_Exercice A_: Les affirmations suivantes concordent-elles avec l’article sur l’économie méditerranéenne ? Répondez par oui ou non à chacune et citez les mots décisifs de l’article. (i) Les tables rondes se sont tenues à Marseille. (ii) Huit observateurs économiques ont participé aux tables rondes. (iii) En Tunisie, les annonces d’IDE ont baissé de 40 %.
_Exercice B_: D’après l’article sur l’économie méditerranéenne, dans quel pays aucun investissement n’a-t-il été envisagé jusqu’au début de l’été ?
_Exercice C_: Rédigez, s’il vous plaît, la suite de l’article sur l’économie méditerranéenne, à partir de sa dernière phrase.

**** Texte

Le développement économique méditerranéen suspendu aux échéances politiques

Par : Tallel

Le Grand port maritime de Marseille et econostrum.info organisaient le 26
septembre 2011, à Marseille, deux tables rondes réunissant experts économiques
et entrepreneurs pour évoquer les
perspectives économiques en Méditerranée.

Au-delà des considérations citoyennes et politiques, dix observateurs
économiques avertis se sont réunis lors de deux tables rondes, le 26 septembre
2011 à Marseille, pour évoquer la nouvelle donne en Méditerranée.

Si l’on n’y voit pas réellement plus clair aujourd’hui qu’au début de l’été, on
peut toutefois s’appuyer sur de grands indicateurs, à l’image des
investissements directs étrangers (IDE) qu’a présentés Zoé Luçon. “Les annonces
d’IDE en Méditerranée ont représenté 15 mds€ sur les six premiers mois de
l’année 2001 contre 14,5 mds€ lors du premier semestre 2010”, rapporte la
responsable de l’Observatoire ANIMA-MIPO. Un résultat plutôt bon, mais qui cache
de fortes disparités entre pays: “Aucun investissement n’a été envisagé en
Égypte jusqu’au début de l’été. En Tunisie, la chute des annonces d’IDE a
atteint 40% et le contexte général pèse également sur le Liban ou la Jordanie“.

********
**** Données

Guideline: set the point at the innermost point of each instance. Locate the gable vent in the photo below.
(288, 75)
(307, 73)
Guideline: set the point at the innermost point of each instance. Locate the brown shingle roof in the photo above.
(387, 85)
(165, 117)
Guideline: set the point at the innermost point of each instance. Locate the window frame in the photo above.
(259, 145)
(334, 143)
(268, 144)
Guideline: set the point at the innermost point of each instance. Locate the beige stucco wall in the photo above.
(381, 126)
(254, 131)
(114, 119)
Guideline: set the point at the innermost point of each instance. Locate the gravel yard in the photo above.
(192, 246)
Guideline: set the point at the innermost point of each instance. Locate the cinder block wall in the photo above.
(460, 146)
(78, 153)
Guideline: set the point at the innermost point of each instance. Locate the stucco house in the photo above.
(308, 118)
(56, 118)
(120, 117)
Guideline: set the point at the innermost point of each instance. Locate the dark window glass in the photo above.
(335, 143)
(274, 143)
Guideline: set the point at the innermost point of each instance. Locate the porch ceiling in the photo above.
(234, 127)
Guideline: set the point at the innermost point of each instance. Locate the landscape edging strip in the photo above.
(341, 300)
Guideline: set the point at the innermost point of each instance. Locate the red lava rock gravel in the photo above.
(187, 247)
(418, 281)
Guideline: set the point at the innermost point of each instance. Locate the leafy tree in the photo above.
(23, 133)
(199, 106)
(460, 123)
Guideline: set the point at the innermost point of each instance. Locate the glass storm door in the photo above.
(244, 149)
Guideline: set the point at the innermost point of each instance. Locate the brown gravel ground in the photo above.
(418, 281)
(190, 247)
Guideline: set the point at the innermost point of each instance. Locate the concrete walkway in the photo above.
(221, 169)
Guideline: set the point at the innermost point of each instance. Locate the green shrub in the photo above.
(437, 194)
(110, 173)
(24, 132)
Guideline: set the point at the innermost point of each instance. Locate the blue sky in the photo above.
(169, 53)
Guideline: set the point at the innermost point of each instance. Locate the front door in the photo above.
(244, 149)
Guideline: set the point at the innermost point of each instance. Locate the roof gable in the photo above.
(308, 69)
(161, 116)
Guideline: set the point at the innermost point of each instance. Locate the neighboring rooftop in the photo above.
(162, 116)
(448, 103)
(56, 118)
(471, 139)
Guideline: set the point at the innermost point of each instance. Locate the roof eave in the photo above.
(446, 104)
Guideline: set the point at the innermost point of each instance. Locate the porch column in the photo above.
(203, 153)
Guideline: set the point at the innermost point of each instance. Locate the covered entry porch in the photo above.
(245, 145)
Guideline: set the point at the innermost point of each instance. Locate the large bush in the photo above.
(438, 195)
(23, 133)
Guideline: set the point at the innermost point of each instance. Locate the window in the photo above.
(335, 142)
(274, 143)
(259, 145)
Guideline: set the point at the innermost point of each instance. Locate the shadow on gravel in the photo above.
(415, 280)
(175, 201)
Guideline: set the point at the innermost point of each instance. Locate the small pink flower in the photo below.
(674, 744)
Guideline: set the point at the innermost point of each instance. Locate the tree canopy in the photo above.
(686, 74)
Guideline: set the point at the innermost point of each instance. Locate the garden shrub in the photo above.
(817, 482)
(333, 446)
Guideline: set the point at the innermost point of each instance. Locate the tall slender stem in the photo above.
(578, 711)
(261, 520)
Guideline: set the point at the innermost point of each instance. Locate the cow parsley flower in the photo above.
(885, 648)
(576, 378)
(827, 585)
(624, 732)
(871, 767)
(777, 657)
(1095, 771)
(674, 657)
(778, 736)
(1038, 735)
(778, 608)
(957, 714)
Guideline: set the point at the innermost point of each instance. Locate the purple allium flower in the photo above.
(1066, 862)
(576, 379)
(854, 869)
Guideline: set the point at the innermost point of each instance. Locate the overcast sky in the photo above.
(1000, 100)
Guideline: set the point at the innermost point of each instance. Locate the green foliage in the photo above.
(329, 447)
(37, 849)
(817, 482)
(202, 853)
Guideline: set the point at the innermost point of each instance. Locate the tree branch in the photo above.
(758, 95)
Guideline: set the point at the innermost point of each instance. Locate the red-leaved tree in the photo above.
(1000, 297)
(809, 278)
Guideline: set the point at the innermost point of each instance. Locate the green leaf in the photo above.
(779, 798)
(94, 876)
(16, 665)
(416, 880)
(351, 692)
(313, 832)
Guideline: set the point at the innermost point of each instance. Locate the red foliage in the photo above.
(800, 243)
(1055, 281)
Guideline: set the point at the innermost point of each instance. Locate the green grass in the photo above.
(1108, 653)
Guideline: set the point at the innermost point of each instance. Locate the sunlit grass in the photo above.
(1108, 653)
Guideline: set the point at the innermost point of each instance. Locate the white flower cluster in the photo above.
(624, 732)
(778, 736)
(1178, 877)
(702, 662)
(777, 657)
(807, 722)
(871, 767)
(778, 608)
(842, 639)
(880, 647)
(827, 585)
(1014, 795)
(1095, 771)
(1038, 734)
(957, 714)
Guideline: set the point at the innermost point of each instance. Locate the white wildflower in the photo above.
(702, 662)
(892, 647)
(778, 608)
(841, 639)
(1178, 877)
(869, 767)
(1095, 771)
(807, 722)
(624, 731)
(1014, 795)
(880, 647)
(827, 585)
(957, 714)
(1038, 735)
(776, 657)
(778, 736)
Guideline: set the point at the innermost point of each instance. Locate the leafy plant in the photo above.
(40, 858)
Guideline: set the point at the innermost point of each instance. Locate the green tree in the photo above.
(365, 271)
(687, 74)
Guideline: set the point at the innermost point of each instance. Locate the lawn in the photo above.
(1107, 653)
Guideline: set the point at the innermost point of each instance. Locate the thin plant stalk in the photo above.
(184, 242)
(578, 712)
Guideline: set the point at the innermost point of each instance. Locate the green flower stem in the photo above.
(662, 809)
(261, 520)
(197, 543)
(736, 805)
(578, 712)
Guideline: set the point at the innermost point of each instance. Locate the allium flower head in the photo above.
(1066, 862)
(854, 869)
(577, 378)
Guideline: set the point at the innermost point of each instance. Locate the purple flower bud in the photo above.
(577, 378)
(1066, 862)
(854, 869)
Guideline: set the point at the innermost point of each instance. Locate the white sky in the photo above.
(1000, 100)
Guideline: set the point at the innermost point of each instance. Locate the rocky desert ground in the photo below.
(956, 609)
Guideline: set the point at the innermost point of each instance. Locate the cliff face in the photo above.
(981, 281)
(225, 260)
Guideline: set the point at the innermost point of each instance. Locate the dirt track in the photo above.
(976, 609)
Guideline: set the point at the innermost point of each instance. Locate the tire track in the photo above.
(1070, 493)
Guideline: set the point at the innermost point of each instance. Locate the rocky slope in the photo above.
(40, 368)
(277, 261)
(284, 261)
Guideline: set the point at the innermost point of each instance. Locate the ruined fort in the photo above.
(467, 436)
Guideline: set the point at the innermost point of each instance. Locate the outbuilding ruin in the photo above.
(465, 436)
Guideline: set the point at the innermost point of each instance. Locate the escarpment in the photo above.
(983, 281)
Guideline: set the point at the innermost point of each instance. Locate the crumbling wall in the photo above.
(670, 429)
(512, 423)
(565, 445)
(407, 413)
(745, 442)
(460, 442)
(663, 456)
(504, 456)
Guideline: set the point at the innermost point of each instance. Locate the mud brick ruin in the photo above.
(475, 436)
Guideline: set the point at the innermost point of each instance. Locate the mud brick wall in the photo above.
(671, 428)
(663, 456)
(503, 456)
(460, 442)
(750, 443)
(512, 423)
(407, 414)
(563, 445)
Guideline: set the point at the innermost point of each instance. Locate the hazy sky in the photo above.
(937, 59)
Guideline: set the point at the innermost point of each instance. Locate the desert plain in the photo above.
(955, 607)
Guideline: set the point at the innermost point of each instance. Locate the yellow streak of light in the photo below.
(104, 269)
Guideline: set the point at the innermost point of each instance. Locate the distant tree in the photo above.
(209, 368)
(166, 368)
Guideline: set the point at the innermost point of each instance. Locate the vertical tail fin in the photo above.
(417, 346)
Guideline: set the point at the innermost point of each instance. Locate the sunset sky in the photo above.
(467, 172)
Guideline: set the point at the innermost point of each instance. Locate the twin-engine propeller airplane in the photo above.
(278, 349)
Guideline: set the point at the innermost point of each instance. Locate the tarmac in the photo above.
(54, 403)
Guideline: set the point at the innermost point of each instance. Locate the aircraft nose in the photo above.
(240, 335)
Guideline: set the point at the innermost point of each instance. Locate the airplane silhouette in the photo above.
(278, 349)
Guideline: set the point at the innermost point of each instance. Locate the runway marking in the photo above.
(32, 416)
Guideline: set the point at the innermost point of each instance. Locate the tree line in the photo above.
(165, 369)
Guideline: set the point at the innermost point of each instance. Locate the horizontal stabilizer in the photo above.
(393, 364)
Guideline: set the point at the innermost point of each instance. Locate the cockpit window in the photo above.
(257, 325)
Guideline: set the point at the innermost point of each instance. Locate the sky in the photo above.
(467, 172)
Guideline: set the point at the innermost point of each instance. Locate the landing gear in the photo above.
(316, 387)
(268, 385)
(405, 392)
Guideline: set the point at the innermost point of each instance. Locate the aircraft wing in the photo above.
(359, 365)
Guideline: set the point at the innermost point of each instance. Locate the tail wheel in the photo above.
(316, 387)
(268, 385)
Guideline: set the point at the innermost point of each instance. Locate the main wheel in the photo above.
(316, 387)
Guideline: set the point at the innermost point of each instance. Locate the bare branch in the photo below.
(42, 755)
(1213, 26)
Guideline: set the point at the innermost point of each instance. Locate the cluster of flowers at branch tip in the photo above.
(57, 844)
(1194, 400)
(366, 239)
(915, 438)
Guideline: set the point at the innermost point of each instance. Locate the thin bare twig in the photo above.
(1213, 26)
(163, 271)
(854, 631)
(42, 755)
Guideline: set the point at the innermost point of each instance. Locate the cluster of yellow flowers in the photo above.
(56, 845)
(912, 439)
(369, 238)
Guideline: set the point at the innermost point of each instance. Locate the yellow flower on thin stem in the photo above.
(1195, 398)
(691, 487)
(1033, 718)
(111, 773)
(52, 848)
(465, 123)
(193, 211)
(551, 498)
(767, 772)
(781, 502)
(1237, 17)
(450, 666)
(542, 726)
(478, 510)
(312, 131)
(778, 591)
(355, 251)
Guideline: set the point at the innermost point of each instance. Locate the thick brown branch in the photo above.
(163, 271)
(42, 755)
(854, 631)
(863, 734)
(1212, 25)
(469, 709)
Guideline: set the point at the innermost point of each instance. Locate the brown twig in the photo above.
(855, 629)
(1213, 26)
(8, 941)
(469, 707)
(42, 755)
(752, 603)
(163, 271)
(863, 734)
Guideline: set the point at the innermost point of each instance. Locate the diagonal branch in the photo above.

********

_Bonne réponse A_:
(i) Oui : « le 26 septembre 2011, à Marseille »
(ii) Non : « dix observateurs économiques avertis se sont réunis »
(iii) Oui : « En Tunisie, la chute des annonces d’IDE a atteint 40% »

_Bonne réponse B_: En Égypte.

_Bonne réponse C_:
Israël, la Turquie et le Maroc tirent leur épingle du jeu. L’autre enseignement
partagé par Zoé Luçon concerne l’origine des investisseurs méditerranéens: “si
les Européens demeurent les premiers investisseurs en Méditerranée, ils sont
talonnés de plus en plus près par un trio composé des pays du Golfe, de
l’Amérique du Nord et des pays émergents“.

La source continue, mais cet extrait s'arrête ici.